━━━ 阅读正文 ━━━

Fail2ban禁止垃圾采集爬虫，保护Nginx服务器

安装fail2ban和iptables版权声明：本文遵循 CC 4.0 BY-SA 版权协议，若要转载请务必附上原文出处链接及本声明，谢谢合作！

#CentOS内置源并未包含fail2ban，需要先安装epel源
yum -y install epel-release
#安装fial2ban
yum -y install fail2ban iptables

安装完成后，服务配置目录为：/etc/fail2ban
/etc/fail2ban/action.d #动作文件夹，内含默认文件。iptables以及mail等动作配置
/etc/fail2ban/fail2ban.conf #定义了fai2ban日志级别、日志位置及sock文件位置
/etc/fail2ban/filter.d #条件文件夹，内含默认文件。过滤日志关键内容设置
/etc/fail2ban/jail.conf #主要配置文件，模块化。主要设置启用ban动作的服务及动作阀值
/etc/rc.d/init.d/fail2ban #启动脚本文件

使用jail.local设定，覆盖默认配置

cp /etc/fail2ban/jail.conf /etc/fail2ban/jail.local
vi /etc/fail2ban/jail.local
[DEFAULT] #全局设置
ignoreip = 127.0.0.1 #忽略的IP列表,多个IP以空格分割或IP段127.0.0.1/8不受设置限制（白名单）
bantime = 600 #屏蔽时间，单位：秒
findtime = 600 #这个时间段内超过规定次数会被ban掉
maxretry = 3 #最大尝试次数
backend = auto #日志修改检测机制（gamin、polling和auto这三种）

[nginx-badbots]

enabled  = true
port     = http,https
filter   = nginx-badbots
action = iptables-multiport[name=nginx-badbots, protocol=tcp]
sendmail-whois[name=nginx-badbots, dest=root, [email protected]]
logpath = /data/wwwlogs/infvie.com_access.log
bantime = 43600
maxretry = 5
findtime  = 10

自定义filter规则

vi /etc/fail2ban/filter.d/nginx-badbots.conf

# Fail2Ban configuration file
#
# Regexp to catch known spambots and software alike. Please verify
# that it is your intent to block IPs which were driven by
# above mentioned bots.

━━━ 提取信息 ━━━

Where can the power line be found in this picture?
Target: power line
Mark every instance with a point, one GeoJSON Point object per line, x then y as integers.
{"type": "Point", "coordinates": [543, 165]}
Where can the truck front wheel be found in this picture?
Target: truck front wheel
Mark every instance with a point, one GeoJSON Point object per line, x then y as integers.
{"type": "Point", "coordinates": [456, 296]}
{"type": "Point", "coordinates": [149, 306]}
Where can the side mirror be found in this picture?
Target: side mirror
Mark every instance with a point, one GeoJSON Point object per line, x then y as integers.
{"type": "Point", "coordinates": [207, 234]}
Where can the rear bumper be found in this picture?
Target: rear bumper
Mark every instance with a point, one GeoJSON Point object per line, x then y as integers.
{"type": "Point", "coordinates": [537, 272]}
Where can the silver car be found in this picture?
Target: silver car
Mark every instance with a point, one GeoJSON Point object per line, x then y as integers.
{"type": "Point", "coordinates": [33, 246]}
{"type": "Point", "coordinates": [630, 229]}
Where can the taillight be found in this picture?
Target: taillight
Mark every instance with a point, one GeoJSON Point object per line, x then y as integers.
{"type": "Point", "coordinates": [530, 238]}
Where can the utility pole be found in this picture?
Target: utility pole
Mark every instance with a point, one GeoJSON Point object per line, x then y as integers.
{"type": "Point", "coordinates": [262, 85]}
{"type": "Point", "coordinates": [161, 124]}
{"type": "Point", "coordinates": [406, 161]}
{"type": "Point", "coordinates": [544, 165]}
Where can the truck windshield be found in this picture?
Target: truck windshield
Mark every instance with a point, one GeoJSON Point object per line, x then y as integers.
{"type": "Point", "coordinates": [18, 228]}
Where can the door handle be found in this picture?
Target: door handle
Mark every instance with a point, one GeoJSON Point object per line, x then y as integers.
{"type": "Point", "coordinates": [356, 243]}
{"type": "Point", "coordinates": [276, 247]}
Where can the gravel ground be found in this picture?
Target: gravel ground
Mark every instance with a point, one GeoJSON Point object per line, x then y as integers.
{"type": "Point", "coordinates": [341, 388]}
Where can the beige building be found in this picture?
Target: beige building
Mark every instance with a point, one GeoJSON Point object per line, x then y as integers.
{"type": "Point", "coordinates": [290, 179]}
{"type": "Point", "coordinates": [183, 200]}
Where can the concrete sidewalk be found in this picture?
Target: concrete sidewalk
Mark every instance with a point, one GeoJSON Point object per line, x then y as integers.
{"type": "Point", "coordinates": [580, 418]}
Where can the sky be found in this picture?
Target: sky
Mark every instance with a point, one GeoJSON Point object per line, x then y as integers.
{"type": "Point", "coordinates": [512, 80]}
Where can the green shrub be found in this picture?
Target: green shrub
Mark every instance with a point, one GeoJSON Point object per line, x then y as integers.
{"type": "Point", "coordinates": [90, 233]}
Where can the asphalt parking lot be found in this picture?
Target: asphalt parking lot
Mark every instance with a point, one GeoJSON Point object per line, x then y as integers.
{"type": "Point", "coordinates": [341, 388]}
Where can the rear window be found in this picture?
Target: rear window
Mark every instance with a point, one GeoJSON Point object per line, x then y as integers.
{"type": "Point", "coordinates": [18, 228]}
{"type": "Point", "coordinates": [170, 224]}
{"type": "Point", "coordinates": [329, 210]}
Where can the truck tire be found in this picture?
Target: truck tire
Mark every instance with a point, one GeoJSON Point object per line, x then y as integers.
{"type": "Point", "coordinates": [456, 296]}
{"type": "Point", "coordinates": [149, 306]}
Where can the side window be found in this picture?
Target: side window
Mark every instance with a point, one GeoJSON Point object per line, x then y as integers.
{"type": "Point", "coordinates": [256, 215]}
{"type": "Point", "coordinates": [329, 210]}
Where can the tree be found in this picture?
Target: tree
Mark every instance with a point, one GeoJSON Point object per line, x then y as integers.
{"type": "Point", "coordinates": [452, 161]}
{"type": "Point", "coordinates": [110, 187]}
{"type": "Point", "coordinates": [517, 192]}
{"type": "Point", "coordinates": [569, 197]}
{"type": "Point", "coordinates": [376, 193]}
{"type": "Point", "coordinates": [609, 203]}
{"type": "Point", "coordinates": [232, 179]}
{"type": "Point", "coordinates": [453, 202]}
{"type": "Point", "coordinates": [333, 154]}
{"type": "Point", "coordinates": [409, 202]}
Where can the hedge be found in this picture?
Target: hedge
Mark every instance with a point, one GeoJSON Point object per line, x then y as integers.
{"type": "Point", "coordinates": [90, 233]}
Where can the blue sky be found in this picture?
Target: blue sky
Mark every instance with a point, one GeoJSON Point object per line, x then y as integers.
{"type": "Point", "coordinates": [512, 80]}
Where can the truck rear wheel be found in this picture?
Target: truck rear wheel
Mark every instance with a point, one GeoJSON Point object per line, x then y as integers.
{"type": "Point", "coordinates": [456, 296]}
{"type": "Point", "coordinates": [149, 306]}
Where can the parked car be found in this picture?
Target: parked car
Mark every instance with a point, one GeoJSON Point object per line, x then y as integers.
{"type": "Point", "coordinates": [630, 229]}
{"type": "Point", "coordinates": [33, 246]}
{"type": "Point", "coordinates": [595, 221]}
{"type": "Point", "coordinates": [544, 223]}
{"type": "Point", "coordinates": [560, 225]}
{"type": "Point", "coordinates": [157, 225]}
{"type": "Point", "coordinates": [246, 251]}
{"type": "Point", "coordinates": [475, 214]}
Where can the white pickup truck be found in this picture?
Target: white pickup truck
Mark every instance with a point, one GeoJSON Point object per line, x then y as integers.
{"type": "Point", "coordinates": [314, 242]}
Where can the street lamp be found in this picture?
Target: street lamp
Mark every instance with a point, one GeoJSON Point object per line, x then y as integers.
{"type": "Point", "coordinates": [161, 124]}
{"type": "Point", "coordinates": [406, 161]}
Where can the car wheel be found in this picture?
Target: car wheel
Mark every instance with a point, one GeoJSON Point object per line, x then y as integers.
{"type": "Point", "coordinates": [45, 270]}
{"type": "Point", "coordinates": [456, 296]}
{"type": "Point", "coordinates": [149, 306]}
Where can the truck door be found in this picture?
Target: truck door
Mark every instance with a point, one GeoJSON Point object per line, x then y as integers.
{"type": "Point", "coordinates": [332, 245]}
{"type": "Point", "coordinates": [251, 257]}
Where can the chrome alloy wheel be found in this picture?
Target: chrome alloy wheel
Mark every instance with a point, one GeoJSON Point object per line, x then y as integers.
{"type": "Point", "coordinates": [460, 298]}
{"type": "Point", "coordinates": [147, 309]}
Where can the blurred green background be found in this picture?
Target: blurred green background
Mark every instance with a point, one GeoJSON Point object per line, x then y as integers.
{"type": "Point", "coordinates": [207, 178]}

━━━

## [任务要求]
[a] 请把Fail2ban配置说明中的这句话译成英文：“安装完成后，服务配置目录为：/etc/fail2ban”。
[b] 根据Fail2ban配置说明，[DEFAULT]全局设置里的bantime以什么为单位？
[c] Fail2ban配置说明为什么要在安装fail2ban之前先安装epel源？用一到三句话说明。

## [参考答案]
[a] After installation, the service configuration directory is /etc/fail2ban.

[b] 秒。

[c] 因为CentOS内置源并未包含fail2ban，所以要先用yum -y install epel-release安装epel源，之后才能安装fail2ban和iptables。